Records excerpted from a collection:
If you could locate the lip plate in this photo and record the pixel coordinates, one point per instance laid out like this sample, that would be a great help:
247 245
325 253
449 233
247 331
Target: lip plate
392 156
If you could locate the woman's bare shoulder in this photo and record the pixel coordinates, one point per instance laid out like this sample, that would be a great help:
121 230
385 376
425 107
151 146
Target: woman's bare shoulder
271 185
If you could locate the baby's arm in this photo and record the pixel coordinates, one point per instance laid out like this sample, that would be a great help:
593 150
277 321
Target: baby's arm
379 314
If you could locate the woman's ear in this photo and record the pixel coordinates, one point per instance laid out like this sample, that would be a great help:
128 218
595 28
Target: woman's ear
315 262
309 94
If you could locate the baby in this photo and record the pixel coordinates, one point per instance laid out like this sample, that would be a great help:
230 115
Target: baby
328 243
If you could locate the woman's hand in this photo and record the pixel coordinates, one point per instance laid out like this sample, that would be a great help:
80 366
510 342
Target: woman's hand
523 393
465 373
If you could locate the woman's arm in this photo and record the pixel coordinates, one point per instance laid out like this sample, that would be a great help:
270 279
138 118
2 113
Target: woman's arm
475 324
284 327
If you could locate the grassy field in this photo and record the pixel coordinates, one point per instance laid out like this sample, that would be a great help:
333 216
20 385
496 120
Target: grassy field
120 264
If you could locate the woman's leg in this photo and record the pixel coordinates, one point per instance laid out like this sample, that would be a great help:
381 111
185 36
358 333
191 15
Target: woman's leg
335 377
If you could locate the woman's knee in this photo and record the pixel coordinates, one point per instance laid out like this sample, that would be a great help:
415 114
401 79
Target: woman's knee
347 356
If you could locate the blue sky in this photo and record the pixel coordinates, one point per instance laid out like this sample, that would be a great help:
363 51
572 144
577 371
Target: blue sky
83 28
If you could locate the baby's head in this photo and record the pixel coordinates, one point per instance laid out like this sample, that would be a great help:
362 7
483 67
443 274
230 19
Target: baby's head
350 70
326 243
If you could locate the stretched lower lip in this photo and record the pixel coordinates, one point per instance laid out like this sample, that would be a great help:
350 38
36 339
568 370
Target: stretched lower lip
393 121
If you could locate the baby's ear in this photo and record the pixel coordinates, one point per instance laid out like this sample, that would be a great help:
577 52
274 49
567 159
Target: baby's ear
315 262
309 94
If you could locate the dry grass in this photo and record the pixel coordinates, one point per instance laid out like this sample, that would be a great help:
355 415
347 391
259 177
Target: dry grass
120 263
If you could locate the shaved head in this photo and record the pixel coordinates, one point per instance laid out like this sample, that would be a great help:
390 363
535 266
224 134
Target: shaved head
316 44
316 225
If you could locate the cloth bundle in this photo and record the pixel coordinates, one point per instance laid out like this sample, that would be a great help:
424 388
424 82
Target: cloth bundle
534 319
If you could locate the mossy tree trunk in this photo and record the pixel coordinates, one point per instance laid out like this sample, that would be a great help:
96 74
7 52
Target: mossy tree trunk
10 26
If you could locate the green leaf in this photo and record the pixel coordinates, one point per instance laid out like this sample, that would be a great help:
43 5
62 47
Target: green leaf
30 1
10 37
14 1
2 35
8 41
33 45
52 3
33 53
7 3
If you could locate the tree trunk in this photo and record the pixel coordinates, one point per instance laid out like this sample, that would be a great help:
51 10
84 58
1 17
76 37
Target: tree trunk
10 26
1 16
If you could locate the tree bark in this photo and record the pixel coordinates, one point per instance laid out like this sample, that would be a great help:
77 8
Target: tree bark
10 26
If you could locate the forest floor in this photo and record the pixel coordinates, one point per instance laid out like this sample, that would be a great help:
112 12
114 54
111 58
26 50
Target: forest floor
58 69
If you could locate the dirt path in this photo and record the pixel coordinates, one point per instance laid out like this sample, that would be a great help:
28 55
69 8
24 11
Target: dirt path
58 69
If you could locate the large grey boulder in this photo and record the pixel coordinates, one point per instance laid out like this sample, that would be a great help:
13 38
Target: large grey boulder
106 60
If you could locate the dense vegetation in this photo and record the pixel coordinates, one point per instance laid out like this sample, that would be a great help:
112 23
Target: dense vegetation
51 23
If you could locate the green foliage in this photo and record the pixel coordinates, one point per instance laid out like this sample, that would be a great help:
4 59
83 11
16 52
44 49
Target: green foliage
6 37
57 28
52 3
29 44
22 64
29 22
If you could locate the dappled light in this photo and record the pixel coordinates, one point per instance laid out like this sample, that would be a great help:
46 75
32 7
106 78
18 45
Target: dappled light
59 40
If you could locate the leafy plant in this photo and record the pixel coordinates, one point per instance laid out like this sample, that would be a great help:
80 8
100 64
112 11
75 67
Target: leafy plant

-- REQUIRED WORK --
Check each line of the data above for the string "plant" and report only how many lines have it.

-- PROBLEM SOLUTION --
2